## To do:
Retype precisely the section of the data that starts at the line containing "spot the yellow rendered" and runs to its final line, ends included.

**** Records provided

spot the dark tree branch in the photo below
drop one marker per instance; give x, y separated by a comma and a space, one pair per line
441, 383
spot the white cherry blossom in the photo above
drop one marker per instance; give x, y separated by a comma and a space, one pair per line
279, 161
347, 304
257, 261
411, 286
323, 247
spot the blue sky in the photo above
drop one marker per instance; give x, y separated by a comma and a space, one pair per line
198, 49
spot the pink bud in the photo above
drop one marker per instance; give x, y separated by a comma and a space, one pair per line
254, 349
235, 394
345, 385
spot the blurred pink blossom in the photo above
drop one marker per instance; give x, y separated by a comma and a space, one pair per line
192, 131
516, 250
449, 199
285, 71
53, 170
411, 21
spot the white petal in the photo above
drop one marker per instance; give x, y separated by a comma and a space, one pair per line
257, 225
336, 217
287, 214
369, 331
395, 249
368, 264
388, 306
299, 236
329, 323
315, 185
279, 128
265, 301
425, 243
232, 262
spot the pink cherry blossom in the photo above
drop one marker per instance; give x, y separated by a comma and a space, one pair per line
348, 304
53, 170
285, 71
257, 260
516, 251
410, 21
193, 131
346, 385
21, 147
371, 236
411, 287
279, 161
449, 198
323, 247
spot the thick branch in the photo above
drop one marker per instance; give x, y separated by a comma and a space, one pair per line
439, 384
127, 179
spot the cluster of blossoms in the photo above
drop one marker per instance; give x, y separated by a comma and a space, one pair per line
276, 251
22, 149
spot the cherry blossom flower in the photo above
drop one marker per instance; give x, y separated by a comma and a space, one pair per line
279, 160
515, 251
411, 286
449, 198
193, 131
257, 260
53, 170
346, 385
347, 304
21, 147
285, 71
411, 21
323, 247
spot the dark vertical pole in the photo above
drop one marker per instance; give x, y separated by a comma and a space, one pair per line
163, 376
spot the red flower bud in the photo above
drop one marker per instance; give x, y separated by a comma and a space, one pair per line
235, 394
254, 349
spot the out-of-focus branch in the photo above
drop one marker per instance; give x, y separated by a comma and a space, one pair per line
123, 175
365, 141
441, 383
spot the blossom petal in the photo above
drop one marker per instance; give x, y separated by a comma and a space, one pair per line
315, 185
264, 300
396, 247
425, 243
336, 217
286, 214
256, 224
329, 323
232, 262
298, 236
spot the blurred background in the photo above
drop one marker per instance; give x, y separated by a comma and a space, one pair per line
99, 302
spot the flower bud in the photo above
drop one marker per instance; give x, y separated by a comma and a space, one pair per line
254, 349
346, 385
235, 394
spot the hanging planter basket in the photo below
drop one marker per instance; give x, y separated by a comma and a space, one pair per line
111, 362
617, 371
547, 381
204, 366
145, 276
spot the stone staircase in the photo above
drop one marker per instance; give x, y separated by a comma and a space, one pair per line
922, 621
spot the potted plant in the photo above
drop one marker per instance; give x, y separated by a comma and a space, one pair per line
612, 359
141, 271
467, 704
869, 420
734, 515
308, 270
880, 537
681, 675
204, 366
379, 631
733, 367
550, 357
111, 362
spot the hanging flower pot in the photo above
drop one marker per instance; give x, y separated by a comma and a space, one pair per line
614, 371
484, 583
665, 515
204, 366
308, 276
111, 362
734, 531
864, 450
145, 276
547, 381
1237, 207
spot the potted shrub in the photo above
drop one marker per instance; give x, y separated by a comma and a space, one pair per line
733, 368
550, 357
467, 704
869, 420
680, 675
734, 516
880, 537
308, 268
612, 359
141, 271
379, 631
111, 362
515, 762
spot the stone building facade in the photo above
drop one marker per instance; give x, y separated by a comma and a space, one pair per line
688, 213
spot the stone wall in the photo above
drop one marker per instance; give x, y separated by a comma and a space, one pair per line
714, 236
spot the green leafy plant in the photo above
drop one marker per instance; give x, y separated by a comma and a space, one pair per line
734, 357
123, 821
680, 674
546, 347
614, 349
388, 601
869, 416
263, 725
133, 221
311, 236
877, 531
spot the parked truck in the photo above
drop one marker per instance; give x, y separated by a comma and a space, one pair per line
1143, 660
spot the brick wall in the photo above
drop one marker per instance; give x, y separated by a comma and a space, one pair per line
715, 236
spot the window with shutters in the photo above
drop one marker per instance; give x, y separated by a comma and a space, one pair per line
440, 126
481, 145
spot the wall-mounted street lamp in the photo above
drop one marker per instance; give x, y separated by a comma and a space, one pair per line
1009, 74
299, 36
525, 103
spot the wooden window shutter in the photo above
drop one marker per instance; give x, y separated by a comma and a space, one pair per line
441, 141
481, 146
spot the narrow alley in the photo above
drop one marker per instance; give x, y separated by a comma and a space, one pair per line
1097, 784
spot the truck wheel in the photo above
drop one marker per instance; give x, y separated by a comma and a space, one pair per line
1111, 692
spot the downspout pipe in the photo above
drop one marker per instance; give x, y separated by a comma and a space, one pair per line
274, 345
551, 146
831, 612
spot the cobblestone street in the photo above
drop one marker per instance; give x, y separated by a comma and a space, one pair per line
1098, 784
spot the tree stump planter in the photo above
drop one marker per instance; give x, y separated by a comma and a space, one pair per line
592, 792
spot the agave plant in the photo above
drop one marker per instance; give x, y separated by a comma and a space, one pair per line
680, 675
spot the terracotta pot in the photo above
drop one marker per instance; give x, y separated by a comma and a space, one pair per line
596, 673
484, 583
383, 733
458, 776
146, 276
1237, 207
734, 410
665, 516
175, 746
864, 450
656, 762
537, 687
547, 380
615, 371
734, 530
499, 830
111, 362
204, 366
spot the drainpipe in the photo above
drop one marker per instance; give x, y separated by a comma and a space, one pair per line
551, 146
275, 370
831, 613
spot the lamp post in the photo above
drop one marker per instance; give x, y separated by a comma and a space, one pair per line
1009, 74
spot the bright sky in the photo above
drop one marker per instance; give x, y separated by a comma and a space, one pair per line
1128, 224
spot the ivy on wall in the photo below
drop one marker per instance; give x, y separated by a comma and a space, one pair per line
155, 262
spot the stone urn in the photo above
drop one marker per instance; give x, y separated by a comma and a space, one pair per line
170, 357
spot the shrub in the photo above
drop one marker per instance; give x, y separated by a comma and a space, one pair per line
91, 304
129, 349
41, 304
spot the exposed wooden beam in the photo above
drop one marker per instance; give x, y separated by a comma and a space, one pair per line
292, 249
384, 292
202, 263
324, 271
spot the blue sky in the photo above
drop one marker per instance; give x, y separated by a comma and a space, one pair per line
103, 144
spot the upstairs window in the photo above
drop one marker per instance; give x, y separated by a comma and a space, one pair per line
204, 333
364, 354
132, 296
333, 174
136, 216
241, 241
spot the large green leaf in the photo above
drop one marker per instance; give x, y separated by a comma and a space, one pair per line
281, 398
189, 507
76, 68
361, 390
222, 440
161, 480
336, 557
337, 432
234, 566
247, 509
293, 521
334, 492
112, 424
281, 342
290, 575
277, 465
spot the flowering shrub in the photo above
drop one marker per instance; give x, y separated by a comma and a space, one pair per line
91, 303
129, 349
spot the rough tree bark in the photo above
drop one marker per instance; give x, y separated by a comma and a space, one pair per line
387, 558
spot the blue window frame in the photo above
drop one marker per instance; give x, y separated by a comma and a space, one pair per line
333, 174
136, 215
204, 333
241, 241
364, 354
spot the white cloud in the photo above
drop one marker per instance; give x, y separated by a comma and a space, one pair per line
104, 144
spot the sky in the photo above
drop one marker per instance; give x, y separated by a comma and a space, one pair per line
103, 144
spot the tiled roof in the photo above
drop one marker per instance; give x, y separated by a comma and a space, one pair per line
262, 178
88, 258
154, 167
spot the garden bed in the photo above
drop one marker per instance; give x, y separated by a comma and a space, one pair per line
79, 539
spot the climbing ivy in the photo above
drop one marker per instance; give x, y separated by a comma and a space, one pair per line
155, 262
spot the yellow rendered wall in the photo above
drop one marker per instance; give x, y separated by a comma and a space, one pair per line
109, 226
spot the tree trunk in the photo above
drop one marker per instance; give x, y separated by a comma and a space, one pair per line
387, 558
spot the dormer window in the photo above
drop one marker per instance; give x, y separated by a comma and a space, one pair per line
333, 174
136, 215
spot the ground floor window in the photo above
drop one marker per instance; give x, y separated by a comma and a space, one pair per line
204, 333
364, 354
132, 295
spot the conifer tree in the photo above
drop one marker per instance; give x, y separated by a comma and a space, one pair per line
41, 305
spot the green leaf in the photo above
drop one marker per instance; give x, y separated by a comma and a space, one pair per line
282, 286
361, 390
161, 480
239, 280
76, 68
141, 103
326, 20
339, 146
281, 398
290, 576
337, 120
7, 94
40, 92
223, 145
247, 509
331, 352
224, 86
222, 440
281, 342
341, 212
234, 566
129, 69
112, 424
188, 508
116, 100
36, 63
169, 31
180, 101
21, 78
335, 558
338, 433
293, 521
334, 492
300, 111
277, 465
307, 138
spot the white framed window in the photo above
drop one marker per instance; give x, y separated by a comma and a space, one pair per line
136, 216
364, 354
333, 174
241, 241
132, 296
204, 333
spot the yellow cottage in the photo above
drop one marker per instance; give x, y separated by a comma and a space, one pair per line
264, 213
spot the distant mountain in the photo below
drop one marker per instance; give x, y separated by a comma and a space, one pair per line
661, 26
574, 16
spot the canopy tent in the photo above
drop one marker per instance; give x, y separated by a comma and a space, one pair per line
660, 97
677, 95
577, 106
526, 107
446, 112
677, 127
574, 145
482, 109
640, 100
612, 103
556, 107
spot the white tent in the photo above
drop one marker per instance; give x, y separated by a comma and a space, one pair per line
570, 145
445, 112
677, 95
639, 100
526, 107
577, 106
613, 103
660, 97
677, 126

********

## The output:
spot the yellow rendered wall in the photo above
drop one marker per instance; give x, y separated by a comma and a space, one pair per line
109, 226
spot the tree trunk in the photo above
drop one marker per instance; give x, y separated by a comma and a space, one pair per line
387, 558
spot the dormer window in the photo above
drop one marker per instance; give x, y separated by a comma and a space, one pair per line
333, 174
136, 215
spot the ground floor window in the photo above
drop one marker per instance; give x, y separated by a comma and a space, one pair per line
204, 333
364, 354
132, 295
spot the conifer tree in the photo above
drop one marker per instance; give x, y separated by a comma and a space, one pair per line
41, 305
spot the green leaf in the photo above
drop one marker per instance; give x, y separated by a comma and a space, one pair per line
282, 286
361, 390
161, 480
239, 280
76, 68
141, 103
326, 20
339, 146
281, 398
290, 576
337, 120
7, 94
40, 92
223, 145
247, 509
331, 352
224, 86
222, 440
281, 342
341, 212
234, 566
129, 69
112, 424
188, 508
116, 100
36, 63
169, 31
180, 101
21, 78
335, 558
338, 433
293, 521
334, 492
300, 111
277, 465
307, 138
spot the white framed window in the photo above
drop one marker per instance; give x, y separated by a comma and a space, one pair per line
136, 216
364, 354
333, 174
241, 241
132, 296
204, 333
spot the yellow cottage in the photo above
drop one marker per instance; give x, y separated by a comma and a space, one pair per line
264, 213
spot the distant mountain in the photo below
drop one marker per instance; give x, y separated by a comma and a space, one pair per line
661, 26
574, 16
spot the canopy tent in the photo above
drop one marker per instance; give x, y separated by a comma and a space, one pair per line
660, 97
677, 95
577, 106
526, 107
446, 112
677, 127
574, 145
482, 109
640, 100
612, 103
556, 107
spot the white tent in the photo above
drop one marker per instance; give x, y separated by a comma and a space, one pair per line
570, 145
445, 112
677, 95
639, 100
526, 107
577, 106
613, 103
660, 97
677, 126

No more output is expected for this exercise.